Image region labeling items
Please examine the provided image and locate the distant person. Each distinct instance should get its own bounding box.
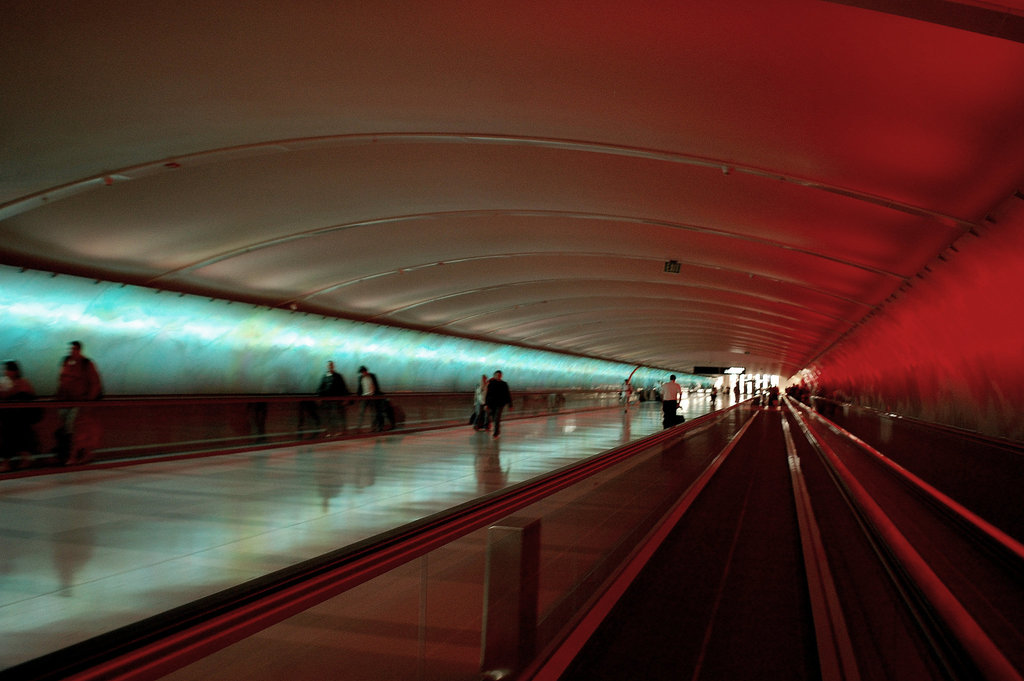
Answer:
[662,374,683,428]
[56,341,103,465]
[473,374,490,430]
[358,367,384,430]
[0,359,43,472]
[316,361,350,437]
[483,371,512,437]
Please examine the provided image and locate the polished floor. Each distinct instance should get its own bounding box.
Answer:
[0,397,728,669]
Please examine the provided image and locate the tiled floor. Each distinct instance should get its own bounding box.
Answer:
[0,399,709,669]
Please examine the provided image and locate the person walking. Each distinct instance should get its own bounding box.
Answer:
[662,374,683,428]
[358,367,384,431]
[56,341,103,465]
[483,371,512,437]
[473,374,490,430]
[316,361,350,437]
[0,359,43,472]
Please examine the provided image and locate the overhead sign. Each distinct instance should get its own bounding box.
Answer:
[693,367,746,375]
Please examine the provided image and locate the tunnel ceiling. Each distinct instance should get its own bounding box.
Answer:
[0,0,1024,376]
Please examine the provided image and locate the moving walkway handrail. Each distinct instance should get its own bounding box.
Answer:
[794,399,1024,562]
[12,403,729,681]
[786,407,1024,681]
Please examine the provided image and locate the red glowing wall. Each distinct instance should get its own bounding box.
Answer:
[809,197,1024,440]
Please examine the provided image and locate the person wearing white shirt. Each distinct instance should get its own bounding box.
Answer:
[662,374,683,428]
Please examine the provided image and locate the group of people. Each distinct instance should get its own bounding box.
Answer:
[299,360,396,437]
[0,340,103,471]
[470,371,512,437]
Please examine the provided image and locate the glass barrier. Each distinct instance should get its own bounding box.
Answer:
[0,390,618,470]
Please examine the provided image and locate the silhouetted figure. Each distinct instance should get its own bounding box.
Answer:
[0,359,43,472]
[316,361,348,436]
[483,371,512,437]
[56,341,103,465]
[662,374,683,428]
[473,374,490,430]
[358,367,384,430]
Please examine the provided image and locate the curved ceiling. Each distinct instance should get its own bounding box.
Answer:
[0,0,1024,375]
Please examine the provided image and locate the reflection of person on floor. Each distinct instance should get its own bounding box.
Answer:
[56,341,103,464]
[476,441,508,494]
[246,402,266,442]
[483,371,512,437]
[358,367,384,430]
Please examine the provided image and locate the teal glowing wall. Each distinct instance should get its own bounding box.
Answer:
[0,266,692,394]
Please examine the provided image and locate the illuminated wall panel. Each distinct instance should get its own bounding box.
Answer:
[808,196,1024,440]
[0,266,703,394]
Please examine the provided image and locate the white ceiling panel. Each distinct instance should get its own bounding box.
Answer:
[0,0,1024,375]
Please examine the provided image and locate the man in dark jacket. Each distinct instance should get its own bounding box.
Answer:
[316,361,352,437]
[358,367,387,430]
[483,371,512,437]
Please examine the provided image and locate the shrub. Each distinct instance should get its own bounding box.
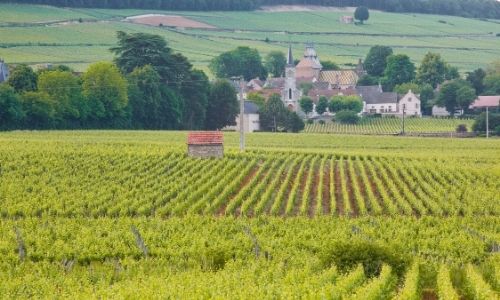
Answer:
[321,240,410,277]
[335,110,360,124]
[495,125,500,136]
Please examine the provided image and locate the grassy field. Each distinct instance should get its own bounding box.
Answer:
[0,131,500,299]
[304,118,474,134]
[0,4,500,72]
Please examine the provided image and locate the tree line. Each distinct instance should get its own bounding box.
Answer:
[0,0,500,19]
[0,32,239,130]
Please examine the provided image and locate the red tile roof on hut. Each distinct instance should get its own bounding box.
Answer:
[188,131,224,145]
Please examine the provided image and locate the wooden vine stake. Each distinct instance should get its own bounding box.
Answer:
[130,225,149,257]
[14,227,26,261]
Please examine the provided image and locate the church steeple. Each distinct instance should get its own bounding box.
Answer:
[286,44,294,66]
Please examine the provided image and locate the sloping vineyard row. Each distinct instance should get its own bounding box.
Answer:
[0,152,500,217]
[304,118,473,134]
[0,217,500,300]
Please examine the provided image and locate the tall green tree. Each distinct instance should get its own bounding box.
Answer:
[484,73,500,95]
[417,52,447,88]
[181,70,210,129]
[110,31,192,88]
[0,84,24,130]
[7,64,37,93]
[82,62,128,125]
[316,96,328,115]
[265,51,286,77]
[420,84,435,115]
[128,65,164,129]
[437,79,476,115]
[363,46,392,77]
[38,71,89,127]
[21,92,56,129]
[260,94,289,132]
[384,54,415,90]
[205,80,239,130]
[209,47,267,81]
[354,6,370,24]
[466,68,486,95]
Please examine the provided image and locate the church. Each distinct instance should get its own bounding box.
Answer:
[247,44,366,115]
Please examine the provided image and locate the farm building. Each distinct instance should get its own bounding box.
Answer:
[0,59,9,83]
[188,131,224,158]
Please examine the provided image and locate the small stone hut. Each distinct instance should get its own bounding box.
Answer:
[188,131,224,158]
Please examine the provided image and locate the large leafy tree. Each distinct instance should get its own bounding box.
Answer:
[38,71,88,127]
[437,79,476,115]
[484,73,500,95]
[21,92,56,129]
[265,51,286,77]
[316,96,328,115]
[82,62,128,121]
[384,54,415,90]
[417,52,448,88]
[299,96,314,115]
[363,46,392,77]
[7,64,37,93]
[181,70,210,129]
[466,68,486,95]
[260,94,289,131]
[209,47,267,80]
[354,6,370,24]
[0,84,24,129]
[128,65,163,129]
[110,31,191,87]
[205,80,239,130]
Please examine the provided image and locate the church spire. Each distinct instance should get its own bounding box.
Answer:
[286,44,294,66]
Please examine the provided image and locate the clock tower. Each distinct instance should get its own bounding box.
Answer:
[281,45,301,112]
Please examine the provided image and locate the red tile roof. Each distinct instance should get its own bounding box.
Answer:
[188,131,224,145]
[470,96,500,108]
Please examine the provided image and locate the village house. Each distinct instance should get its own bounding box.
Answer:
[356,85,422,117]
[339,16,354,24]
[0,59,9,83]
[469,95,500,111]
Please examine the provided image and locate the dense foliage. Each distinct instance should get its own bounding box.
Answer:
[0,0,500,18]
[0,32,243,130]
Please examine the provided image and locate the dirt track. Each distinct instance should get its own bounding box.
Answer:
[127,15,215,29]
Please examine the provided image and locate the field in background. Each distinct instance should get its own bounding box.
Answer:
[304,118,474,134]
[0,4,500,72]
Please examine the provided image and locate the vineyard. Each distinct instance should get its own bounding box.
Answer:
[304,118,474,134]
[0,131,500,299]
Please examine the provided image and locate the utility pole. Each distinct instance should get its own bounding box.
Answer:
[401,104,406,135]
[231,76,245,152]
[486,106,490,138]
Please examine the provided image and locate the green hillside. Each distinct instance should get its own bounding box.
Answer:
[0,4,500,72]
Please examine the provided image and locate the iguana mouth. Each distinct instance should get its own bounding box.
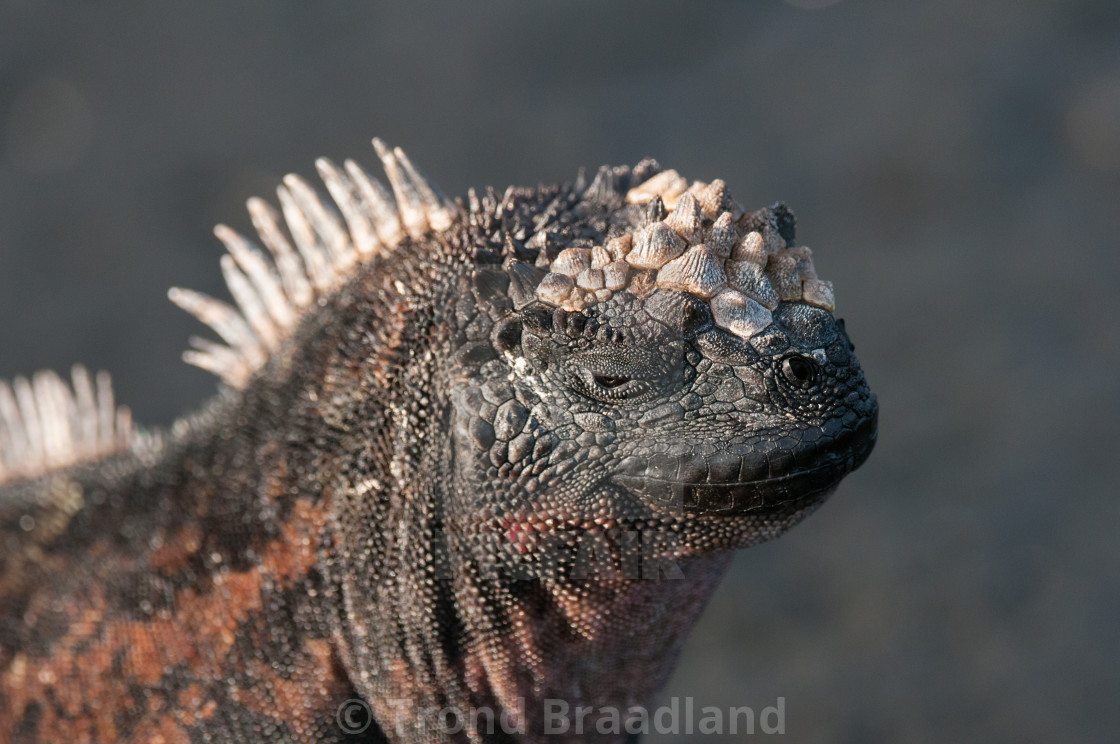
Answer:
[613,416,877,515]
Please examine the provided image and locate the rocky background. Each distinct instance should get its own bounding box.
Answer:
[0,0,1120,744]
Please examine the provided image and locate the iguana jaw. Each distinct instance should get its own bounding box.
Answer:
[613,403,878,517]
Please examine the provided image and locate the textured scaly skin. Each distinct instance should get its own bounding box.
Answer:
[0,168,877,743]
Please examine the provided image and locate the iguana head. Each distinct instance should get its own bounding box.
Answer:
[445,162,877,569]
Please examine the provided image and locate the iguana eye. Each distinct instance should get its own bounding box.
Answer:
[782,356,816,388]
[571,368,653,403]
[594,374,629,390]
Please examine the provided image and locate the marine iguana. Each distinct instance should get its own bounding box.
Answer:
[0,140,877,743]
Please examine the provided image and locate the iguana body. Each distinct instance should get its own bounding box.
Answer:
[0,143,876,742]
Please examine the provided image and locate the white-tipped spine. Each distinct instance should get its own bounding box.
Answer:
[0,365,132,483]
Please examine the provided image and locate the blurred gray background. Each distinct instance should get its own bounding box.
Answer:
[0,0,1120,744]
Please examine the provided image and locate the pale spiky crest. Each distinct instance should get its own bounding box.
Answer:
[168,139,458,389]
[0,365,133,484]
[530,170,836,340]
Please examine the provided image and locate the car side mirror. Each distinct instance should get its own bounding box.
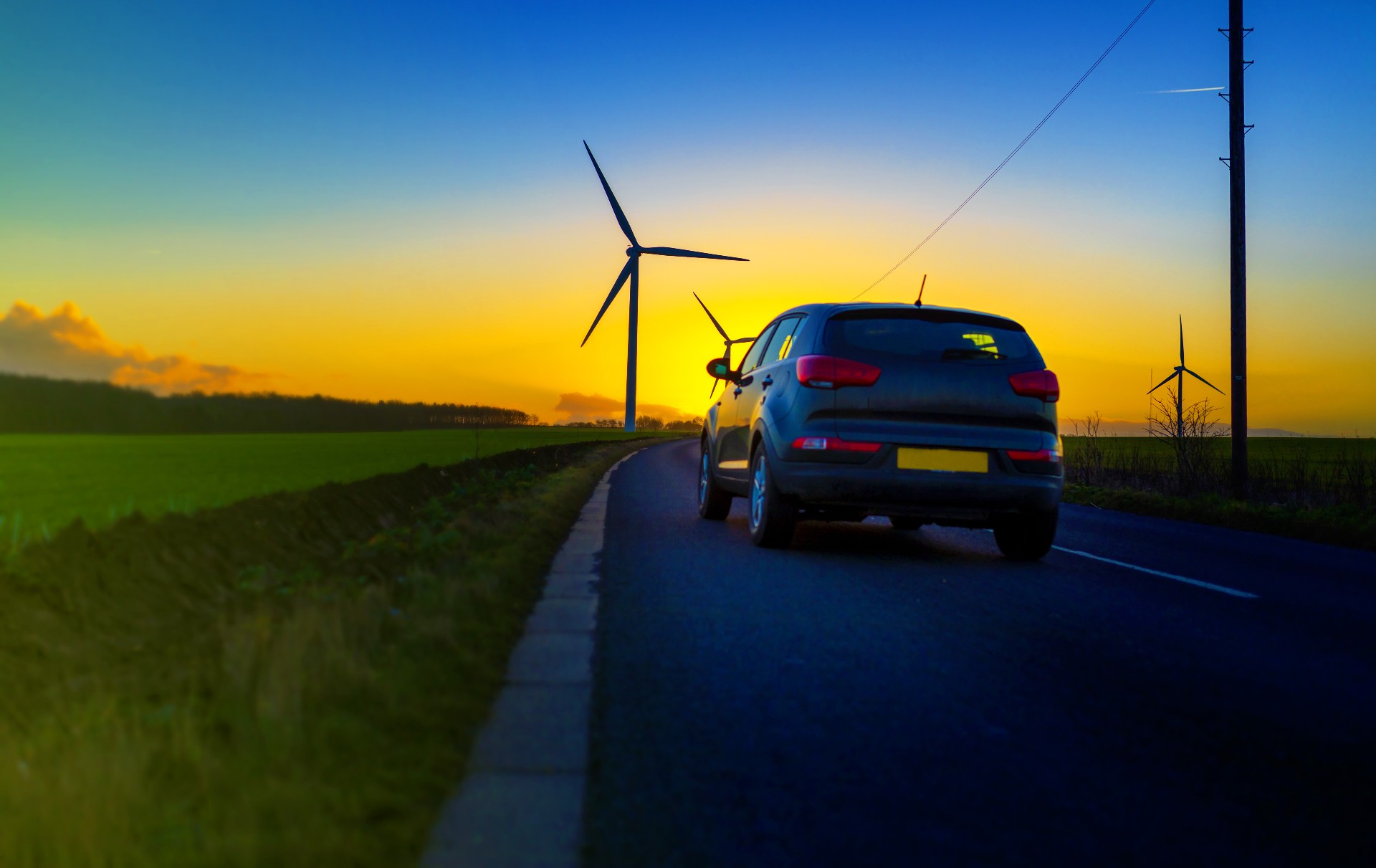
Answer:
[707,359,739,383]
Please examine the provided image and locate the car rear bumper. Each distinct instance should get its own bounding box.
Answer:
[772,449,1064,525]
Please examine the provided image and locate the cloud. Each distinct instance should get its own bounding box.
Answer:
[0,301,272,395]
[555,392,692,422]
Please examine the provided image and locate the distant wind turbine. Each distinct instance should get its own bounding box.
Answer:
[579,142,750,431]
[1146,316,1223,439]
[692,293,755,398]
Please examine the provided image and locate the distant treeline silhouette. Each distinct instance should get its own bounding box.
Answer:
[0,374,540,434]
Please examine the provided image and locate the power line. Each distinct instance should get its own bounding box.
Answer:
[851,0,1156,301]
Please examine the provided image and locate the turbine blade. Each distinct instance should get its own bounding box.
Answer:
[692,293,731,342]
[583,142,640,247]
[1185,367,1223,395]
[1146,371,1180,395]
[578,257,636,347]
[643,247,750,263]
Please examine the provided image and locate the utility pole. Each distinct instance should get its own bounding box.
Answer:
[1219,0,1252,501]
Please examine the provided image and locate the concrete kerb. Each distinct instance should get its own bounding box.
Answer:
[421,450,640,868]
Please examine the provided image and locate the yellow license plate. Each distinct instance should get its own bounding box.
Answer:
[899,447,989,473]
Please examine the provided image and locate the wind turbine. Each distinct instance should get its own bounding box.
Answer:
[579,142,750,431]
[692,293,755,398]
[1146,316,1223,439]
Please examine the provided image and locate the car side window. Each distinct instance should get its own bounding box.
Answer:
[739,323,773,374]
[760,316,802,365]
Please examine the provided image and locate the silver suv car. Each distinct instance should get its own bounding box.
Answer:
[697,302,1062,560]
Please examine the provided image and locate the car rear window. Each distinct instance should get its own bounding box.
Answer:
[823,308,1038,363]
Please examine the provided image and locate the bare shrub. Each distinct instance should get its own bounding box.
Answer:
[1146,388,1229,494]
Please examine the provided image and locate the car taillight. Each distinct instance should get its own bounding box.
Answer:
[793,437,884,452]
[798,356,881,389]
[1008,449,1061,464]
[1008,370,1061,403]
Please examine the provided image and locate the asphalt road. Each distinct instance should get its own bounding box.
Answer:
[585,442,1376,868]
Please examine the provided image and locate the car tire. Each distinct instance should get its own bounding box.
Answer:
[697,440,732,521]
[748,443,798,549]
[993,507,1059,561]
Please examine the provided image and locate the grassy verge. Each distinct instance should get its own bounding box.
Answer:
[0,426,673,554]
[1062,485,1376,550]
[0,442,660,868]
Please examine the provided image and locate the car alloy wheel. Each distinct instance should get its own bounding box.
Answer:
[697,450,712,509]
[750,454,769,530]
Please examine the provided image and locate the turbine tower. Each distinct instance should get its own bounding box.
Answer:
[579,142,750,431]
[1146,316,1223,439]
[692,293,755,398]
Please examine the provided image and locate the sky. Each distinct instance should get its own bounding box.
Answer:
[0,0,1376,436]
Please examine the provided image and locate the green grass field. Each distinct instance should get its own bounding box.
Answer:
[0,426,681,553]
[1065,434,1376,467]
[0,437,646,868]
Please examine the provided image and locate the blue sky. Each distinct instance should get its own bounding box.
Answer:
[0,0,1376,425]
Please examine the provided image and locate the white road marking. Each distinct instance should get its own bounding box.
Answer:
[1051,546,1258,600]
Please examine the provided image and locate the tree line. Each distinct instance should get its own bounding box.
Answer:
[0,374,540,434]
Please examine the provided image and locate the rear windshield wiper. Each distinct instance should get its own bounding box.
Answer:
[941,347,1008,362]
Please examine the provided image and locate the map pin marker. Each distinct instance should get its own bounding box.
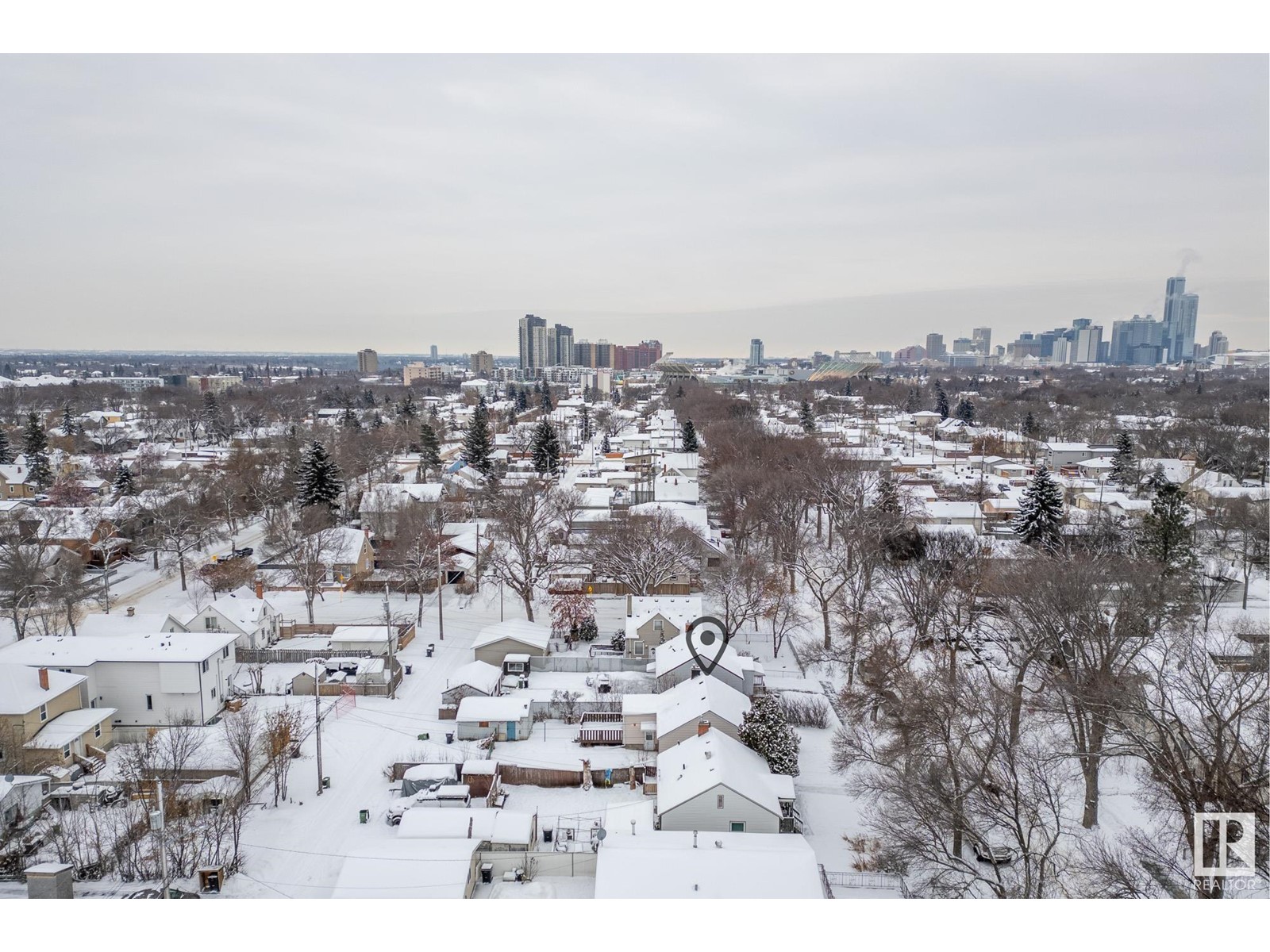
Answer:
[683,616,732,674]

— Given request —
Can you rewrite the stretch from the line containing "Please examine the provided image and locate the sloping" through the line containing "[0,217,500,300]", swapping "vineyard row" for "grapevine row" and keeping everything else the same?

— Result —
Please examine the provided image and locate the sloping grapevine row. Each distinct instance should get its own bounding box.
Answer:
[0,152,500,217]
[304,118,473,134]
[0,217,500,300]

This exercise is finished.